Short task >>
Rewrite the records below with every "bounding box" changed to "enclosing box" and all other text left as it is.

[Dataset records]
------------------------------------
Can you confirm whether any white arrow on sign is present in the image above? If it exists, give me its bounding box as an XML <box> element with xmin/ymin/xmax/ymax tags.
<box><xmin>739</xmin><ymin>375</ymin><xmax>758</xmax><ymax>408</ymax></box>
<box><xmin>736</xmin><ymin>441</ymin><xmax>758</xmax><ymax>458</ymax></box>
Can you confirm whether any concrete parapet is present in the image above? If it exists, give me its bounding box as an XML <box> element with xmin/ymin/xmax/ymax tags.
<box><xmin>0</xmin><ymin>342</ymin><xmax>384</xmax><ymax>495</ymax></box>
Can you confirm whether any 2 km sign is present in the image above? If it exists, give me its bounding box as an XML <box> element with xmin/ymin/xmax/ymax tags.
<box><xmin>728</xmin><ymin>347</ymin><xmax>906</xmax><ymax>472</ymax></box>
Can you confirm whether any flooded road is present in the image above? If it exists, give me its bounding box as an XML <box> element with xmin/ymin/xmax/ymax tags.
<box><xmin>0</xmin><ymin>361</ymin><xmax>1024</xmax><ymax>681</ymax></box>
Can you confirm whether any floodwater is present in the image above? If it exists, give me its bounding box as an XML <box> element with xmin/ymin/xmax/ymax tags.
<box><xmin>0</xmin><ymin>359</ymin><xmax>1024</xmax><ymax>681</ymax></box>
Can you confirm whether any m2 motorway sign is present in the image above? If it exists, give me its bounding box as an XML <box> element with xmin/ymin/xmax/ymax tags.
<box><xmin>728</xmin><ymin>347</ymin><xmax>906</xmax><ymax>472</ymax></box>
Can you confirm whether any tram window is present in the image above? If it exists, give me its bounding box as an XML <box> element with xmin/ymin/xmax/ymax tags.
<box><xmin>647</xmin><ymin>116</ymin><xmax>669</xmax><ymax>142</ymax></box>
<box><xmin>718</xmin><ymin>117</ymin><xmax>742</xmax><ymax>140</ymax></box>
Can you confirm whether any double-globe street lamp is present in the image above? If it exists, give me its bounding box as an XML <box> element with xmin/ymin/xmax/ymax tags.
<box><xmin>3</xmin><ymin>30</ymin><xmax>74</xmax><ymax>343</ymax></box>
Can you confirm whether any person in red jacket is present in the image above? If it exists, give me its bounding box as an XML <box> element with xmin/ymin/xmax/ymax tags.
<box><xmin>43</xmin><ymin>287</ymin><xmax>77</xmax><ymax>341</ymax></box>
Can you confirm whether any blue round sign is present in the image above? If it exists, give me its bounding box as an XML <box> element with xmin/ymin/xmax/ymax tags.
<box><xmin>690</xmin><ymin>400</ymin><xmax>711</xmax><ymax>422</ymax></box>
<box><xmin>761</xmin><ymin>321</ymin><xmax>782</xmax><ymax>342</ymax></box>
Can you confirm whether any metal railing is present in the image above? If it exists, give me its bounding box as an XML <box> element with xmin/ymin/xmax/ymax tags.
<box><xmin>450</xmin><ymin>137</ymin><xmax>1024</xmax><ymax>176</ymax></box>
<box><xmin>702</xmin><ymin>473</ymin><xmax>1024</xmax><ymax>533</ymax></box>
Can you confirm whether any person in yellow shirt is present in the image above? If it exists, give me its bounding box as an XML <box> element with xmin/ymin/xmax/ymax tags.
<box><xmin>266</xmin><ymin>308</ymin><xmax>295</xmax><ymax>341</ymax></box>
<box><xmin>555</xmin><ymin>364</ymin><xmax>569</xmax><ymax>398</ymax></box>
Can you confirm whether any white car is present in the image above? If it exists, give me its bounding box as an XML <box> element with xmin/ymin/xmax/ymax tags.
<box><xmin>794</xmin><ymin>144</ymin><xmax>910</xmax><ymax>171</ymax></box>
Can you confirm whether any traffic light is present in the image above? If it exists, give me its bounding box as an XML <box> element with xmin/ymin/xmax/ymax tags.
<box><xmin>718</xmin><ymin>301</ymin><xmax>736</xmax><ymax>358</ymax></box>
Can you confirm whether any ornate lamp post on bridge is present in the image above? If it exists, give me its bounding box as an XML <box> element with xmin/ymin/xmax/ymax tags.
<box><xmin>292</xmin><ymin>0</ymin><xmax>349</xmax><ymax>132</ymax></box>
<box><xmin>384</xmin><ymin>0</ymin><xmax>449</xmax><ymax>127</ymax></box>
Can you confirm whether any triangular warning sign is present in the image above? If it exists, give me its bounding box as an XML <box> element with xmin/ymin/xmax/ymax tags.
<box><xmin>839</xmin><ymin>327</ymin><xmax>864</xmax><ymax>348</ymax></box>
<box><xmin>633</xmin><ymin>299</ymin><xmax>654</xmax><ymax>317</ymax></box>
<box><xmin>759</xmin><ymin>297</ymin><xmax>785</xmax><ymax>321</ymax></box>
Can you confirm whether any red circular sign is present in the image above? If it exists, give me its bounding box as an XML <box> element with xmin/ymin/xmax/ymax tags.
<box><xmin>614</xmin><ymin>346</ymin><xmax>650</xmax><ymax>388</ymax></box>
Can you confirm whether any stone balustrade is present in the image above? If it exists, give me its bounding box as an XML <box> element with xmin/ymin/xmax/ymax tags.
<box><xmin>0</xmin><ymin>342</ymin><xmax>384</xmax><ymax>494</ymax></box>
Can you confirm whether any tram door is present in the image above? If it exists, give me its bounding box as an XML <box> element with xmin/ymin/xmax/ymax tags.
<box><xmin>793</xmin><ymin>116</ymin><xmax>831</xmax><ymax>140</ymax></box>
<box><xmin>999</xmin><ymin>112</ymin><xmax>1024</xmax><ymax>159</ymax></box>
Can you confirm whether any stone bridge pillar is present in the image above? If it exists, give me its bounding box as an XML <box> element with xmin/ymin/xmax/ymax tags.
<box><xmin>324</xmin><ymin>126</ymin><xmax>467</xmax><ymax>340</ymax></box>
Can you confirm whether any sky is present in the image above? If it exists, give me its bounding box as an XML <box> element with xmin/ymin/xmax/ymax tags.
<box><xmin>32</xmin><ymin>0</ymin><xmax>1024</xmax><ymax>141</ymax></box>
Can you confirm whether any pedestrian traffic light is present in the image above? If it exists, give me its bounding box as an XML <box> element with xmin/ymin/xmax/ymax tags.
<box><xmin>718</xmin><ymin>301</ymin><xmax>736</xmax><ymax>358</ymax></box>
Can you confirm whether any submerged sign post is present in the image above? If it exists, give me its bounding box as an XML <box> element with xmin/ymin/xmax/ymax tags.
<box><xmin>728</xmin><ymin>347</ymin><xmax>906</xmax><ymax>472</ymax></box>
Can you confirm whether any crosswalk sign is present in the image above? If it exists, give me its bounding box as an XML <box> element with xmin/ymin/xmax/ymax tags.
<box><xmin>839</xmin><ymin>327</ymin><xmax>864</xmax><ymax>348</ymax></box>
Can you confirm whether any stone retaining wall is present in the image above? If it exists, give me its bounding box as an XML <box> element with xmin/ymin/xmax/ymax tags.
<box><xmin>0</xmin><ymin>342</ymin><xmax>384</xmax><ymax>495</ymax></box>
------------------------------------
Response below >>
Can you confirm whether any white arrow on sign is present in the image above? If it exists, give me its enclosing box as an XML <box> element with xmin/ymin/xmax/ymax tags.
<box><xmin>739</xmin><ymin>375</ymin><xmax>758</xmax><ymax>408</ymax></box>
<box><xmin>736</xmin><ymin>441</ymin><xmax>758</xmax><ymax>458</ymax></box>
Can you confirm whether any concrete parapet is present in the image above? If it exists, give me its enclosing box as an XML <box> element with xmin/ymin/xmax/ymax tags.
<box><xmin>0</xmin><ymin>342</ymin><xmax>384</xmax><ymax>495</ymax></box>
Can you confirm whether any 2 km sign is present in the image above? If it exists, give me its enclosing box as an XML <box> element with xmin/ymin/xmax/ymax tags.
<box><xmin>728</xmin><ymin>347</ymin><xmax>906</xmax><ymax>472</ymax></box>
Can you confirm whether any flooded road is present in the image above? If it exists, give me its enclosing box as an XML <box> element with xmin/ymin/xmax/ymax tags.
<box><xmin>0</xmin><ymin>361</ymin><xmax>1024</xmax><ymax>681</ymax></box>
Can you confirm whether any floodwater is present in the image above? If it exists, give me its enclosing box as an XML <box> element with xmin/ymin/xmax/ymax tags.
<box><xmin>0</xmin><ymin>359</ymin><xmax>1024</xmax><ymax>681</ymax></box>
Can you confirm whether any m2 motorway sign is present in the image above? If it exists, give me its enclosing box as an XML <box> element with xmin/ymin/xmax/ymax tags.
<box><xmin>728</xmin><ymin>347</ymin><xmax>906</xmax><ymax>472</ymax></box>
Can you confirm whether any tram window is present in the image above? If it exists, give me its enclosing box as an XML <box> element with xmin/ymin/xmax/ymax tags.
<box><xmin>647</xmin><ymin>116</ymin><xmax>669</xmax><ymax>142</ymax></box>
<box><xmin>718</xmin><ymin>117</ymin><xmax>742</xmax><ymax>140</ymax></box>
Can you confirm whether any double-globe street lamp is present in the image above? If it exists, give me its enclosing box as an XML <box> element with xmin/ymin/xmax/ymax tags.
<box><xmin>3</xmin><ymin>30</ymin><xmax>74</xmax><ymax>343</ymax></box>
Can you confirm whether any person in red jacket is present in the image above? If it exists, give me its enclosing box as an XML <box> element with xmin/ymin/xmax/ymax tags.
<box><xmin>43</xmin><ymin>287</ymin><xmax>77</xmax><ymax>341</ymax></box>
Can you confirm whether any blue round sign is present in the image above? If it exists, give me its enclosing box as an XML <box> element with xmin/ymin/xmax/ymax tags.
<box><xmin>690</xmin><ymin>400</ymin><xmax>711</xmax><ymax>422</ymax></box>
<box><xmin>761</xmin><ymin>321</ymin><xmax>782</xmax><ymax>342</ymax></box>
Can you confirm whether any metal railing is present in the image above? If it exists, give me its enclosing box as an XML <box> element with xmin/ymin/xmax/ymax tags.
<box><xmin>450</xmin><ymin>137</ymin><xmax>1024</xmax><ymax>176</ymax></box>
<box><xmin>702</xmin><ymin>473</ymin><xmax>1024</xmax><ymax>533</ymax></box>
Can you confirm whether any person in yellow shirt is present in the image above? If it exists, give me its enclosing box as an XML <box> element with xmin/ymin/xmax/ymax tags.
<box><xmin>266</xmin><ymin>308</ymin><xmax>295</xmax><ymax>341</ymax></box>
<box><xmin>555</xmin><ymin>364</ymin><xmax>569</xmax><ymax>398</ymax></box>
Can you confirm whether any white car is present in the image above? If it exists, give me its enclosing box as an XML <box> element with xmin/ymin/xmax/ymax tags.
<box><xmin>794</xmin><ymin>144</ymin><xmax>910</xmax><ymax>171</ymax></box>
Can you confirm whether any traffic light is present in the image above? If it exists, give me its enclosing box as an XML <box> element with xmin/ymin/xmax/ymax tags.
<box><xmin>718</xmin><ymin>301</ymin><xmax>736</xmax><ymax>358</ymax></box>
Can you confirm whether any ornate lamp post on bridge is present in the image above? If it exists, give me its enclosing box as an XML <box> element with xmin/ymin/xmax/ymax tags.
<box><xmin>292</xmin><ymin>0</ymin><xmax>349</xmax><ymax>132</ymax></box>
<box><xmin>384</xmin><ymin>0</ymin><xmax>449</xmax><ymax>127</ymax></box>
Can you confirm whether any triangular warning sign is present in the image above? If it exists, give me its enclosing box as an XML <box> element with xmin/ymin/xmax/ymax tags.
<box><xmin>839</xmin><ymin>327</ymin><xmax>864</xmax><ymax>348</ymax></box>
<box><xmin>633</xmin><ymin>299</ymin><xmax>654</xmax><ymax>317</ymax></box>
<box><xmin>759</xmin><ymin>297</ymin><xmax>785</xmax><ymax>321</ymax></box>
Can you confirm whether any red circular sign is present in the image above? If it exists, give me its enclosing box as an XML <box> element with xmin/ymin/xmax/ymax tags.
<box><xmin>614</xmin><ymin>346</ymin><xmax>650</xmax><ymax>388</ymax></box>
Can you confirm whether any stone balustrade is present in the image above? If it exists, give me its enclosing box as an XML <box> element with xmin/ymin/xmax/ymax tags.
<box><xmin>0</xmin><ymin>342</ymin><xmax>384</xmax><ymax>494</ymax></box>
Can you confirm whether any tram door is present in the image above? If it exists, give me its enclosing box as an XML <box> element with xmin/ymin/xmax/ymax tags.
<box><xmin>793</xmin><ymin>116</ymin><xmax>831</xmax><ymax>140</ymax></box>
<box><xmin>999</xmin><ymin>112</ymin><xmax>1024</xmax><ymax>159</ymax></box>
Can you confirm whether any stone bridge pillar is present in the image above? If it exists, give me its enclosing box as an XML <box> element with xmin/ymin/xmax/ymax tags.
<box><xmin>324</xmin><ymin>126</ymin><xmax>467</xmax><ymax>340</ymax></box>
Can you confirm whether any sky is present in the image above? If it exists, give me its enclosing box as an XML <box> element with xmin/ymin/xmax/ymax tags.
<box><xmin>32</xmin><ymin>0</ymin><xmax>1024</xmax><ymax>141</ymax></box>
Can you confirm whether any pedestrian traffic light is present in the image above? If it exists, give me its enclosing box as an XML <box> element with xmin/ymin/xmax/ymax tags.
<box><xmin>718</xmin><ymin>301</ymin><xmax>736</xmax><ymax>358</ymax></box>
Can you confirm whether any submerged sign post is present in the image above? If it exists, give me its enclosing box as an XML <box> element with xmin/ymin/xmax/ymax tags.
<box><xmin>728</xmin><ymin>347</ymin><xmax>906</xmax><ymax>472</ymax></box>
Can you confirm whether any crosswalk sign is present in the image above? If it exists, give me its enclosing box as an XML <box> element with xmin/ymin/xmax/ymax tags.
<box><xmin>839</xmin><ymin>327</ymin><xmax>864</xmax><ymax>348</ymax></box>
Can you confirm whether any stone retaining wall is present in the image above? If it exists, give me its enclosing box as an XML <box> element with xmin/ymin/xmax/ymax tags.
<box><xmin>0</xmin><ymin>342</ymin><xmax>384</xmax><ymax>495</ymax></box>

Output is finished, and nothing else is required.